● Explore the material:
A. For the figure legend on pull-down of nucleosomes and DNA by the PFV intasome, decide whether each statement agrees with it: (i) the intasome–nucleosome complexes in panel a were isolated on streptavidin agarose; (ii) in panel b, intasomes were incubated with a fivefold excess of HeLa nucleosomes; (iii) nucleosomal DNA recovered with the A188D intasome was cloned into a bacterial vector. For each, answer yes or no and quote the deciding words of the legend.
B. Proceed with the figure legend on pull-down of nucleosomes and DNA by the PFV intasome, picking up after its final sentence.
::: Text shown :::
Extended Data Figure 2 Pull-down of native nucleosomes and naked DNA by biotinylated PFV intasome.
a, Mono-nucleosomes prepared by micrococcal nuclease digestion of HeLa cell chromatin were incubated with biotinylated intasomes under conditions of indicated ionic strength (190–340 mM NaCl). The intasomes used were wild type (WT), A188D or a hybrid intasome lacking the NTDs and CTDs on the outer subunits (indicated as ΔNTD/ΔCTD; see main text and Extended Data Fig. 6a–c for details of hybrid intasome design). The intasome–nucleosome complexes were isolated on streptavidin agarose and separated by SDS–PAGE. Proteins and nucleosomal DNA were detected by staining with Coomassie blue and GelRed, respectively. Two leftmost lanes contained 50% and 25% of input nucleosomes, as indicated. Migration positions of protein sizes standards (kDa) are shown to the left of the gel. b, Isolation of HeLa nucleosomes preferentially binding to the PFV intasome. Biotinylated wild-type or A188D intasomes were incubated with tenfold excess HeLa nucleosomes in the presence of 290 mM NaCl. Nucleosomal DNA recovered with wild-type intasome was cloned into a bacterial vector; the histogram depicts distribution of nucleosomal insert sizes obtained in this experiment. The inset shows separation of deproteinized nucleosomal DNA from 10% of input nucleosome material and from the fractions recovered with wild-type and A188D intasomes. c, Nucleotide sequences of three human DNA fragments (H04, F02 and D02) recovered with the intasome and used to assemble recombinant nucleosomes in this work. d, Naked W601 D02, F02 or H04 DNA was incubated with biotinylated wild-type or A188D intasomes in the presence of 190 or 240 mM NaCl, as indicated; DNA fractions recovered after pull-down on streptavidin beads were separated by PAGE and detected by staining with GelRed.
::: Dataset excerpts :::
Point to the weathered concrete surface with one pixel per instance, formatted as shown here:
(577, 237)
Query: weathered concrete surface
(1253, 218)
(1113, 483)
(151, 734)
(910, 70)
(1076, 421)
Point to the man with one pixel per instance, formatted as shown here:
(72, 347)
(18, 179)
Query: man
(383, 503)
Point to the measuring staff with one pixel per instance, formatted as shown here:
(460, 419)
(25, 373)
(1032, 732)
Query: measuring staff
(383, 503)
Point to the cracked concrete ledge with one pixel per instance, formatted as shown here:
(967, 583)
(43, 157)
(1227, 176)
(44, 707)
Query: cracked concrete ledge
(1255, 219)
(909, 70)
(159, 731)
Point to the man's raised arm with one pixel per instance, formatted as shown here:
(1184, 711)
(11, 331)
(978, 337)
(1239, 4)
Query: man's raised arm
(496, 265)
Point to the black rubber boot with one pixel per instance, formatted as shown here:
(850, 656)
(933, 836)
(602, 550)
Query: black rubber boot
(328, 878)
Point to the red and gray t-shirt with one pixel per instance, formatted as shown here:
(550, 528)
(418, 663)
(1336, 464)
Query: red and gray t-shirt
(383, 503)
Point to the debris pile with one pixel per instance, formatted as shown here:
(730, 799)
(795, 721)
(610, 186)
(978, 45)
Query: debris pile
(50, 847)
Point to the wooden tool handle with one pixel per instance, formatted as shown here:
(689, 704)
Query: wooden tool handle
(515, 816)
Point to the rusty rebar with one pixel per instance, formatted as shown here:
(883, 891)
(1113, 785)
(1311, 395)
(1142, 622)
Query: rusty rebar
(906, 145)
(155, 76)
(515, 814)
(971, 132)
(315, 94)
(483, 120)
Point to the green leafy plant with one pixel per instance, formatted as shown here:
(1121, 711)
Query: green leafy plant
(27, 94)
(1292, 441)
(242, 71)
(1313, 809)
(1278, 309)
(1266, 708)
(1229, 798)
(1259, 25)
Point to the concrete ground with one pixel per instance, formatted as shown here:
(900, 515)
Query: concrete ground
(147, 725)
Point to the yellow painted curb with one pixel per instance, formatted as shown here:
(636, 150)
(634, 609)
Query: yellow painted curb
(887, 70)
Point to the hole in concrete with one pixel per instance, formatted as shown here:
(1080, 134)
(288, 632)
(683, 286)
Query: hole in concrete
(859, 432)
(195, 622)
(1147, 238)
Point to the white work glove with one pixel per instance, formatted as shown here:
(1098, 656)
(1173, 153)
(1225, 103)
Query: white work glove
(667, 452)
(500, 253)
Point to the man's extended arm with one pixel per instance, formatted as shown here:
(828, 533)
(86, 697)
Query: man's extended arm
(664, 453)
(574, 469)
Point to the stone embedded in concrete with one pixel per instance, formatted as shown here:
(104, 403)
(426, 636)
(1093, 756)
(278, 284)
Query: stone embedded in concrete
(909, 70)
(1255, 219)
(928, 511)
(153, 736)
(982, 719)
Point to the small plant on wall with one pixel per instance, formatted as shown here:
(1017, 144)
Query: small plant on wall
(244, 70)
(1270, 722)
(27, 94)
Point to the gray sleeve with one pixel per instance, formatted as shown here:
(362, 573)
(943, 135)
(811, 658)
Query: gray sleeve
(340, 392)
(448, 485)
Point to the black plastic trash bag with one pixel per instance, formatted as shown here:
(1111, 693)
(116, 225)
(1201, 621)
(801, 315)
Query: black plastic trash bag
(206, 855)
:::
● Task-by-task outputs:
A.
(i) Yes: "The intasome–nucleosome complexes were isolated on streptavidin agarose and separated by SDS–PAGE."
(ii) No: "Biotinylated wild-type or A188D intasomes were incubated with tenfold excess HeLa nucleosomes in the presence of 290 mM NaCl."
(iii) No: "Nucleosomal DNA recovered with wild-type intasome was cloned into a bacterial vector"

B.
Extended Data Figure 3 Thermal denaturation of recombinant nucleosomes.
Derivative melt profiles of recombinant nucleosomes used in this study. The table in the inset shows experimentally determined melting temperatures.
Extended Data Figure 4 Overview of the cryo-EM data.
a, Representative micrograph of frozen hydrated intasome–nucleosome complex. b, Two-dimensional class averages (phase-flipped only; box size 26 nm). c, Euler angle distribution of all particles included in the final three-dimensional reconstruction. Sphere size relates to particle number. d, Gold standard Fourier-shell correlation and resolution using the 0.143 criterion. e, Three-dimensional volume of the intasome–nucleosome complex refined with RELION. f, Match between reference-free two-dimensional class averages and three-dimensional re-projections of the cryo-EM structure. Two-dimensional class averages of fully contrast transfer function (CTF)-corrected particles are matched with the re-projections of the refined three-dimensional structure before map sharpening (post-processing); 30–6 Å band-pass filter imposed. g, Overview of the three-dimensional classification and structure refinement. The initial negative stain structure was used for one round of structure refinement using a smaller cryo data set. The resulting map was used as a starting model for one round of three-dimensional classification (three classes) on a complete cryo data set. Particles from the two most populated three-dimensional classes were merged and used for one further round of three-dimensional classification (six classes). Each three-dimensional class was refined independently; the most populated three-dimensional class comprising 53,887 particles refined to 7.8 Å resolution.
Extended Data Figure 5 Nucleosomal DNA plasticity.
Overview of the intasome–nucleosome complex structure (left) and a magnified stereo view of nucleosomal DNA engaged within tDNA binding cleft of the intasome (right). DNA conformations as in free nucleosomes (Protein Data Bank accession 1KX5) and as tDNA in complex with the PFV intasome (3OS1) are shown in light and dark grey, respectively; the arrowhead shows approximate direction of the DNA deformation. Asterisks indicate nucleosomal DNA ends.
Extended Data Figure 6 Hybrid intasomes: structure-based design and validation in vitro.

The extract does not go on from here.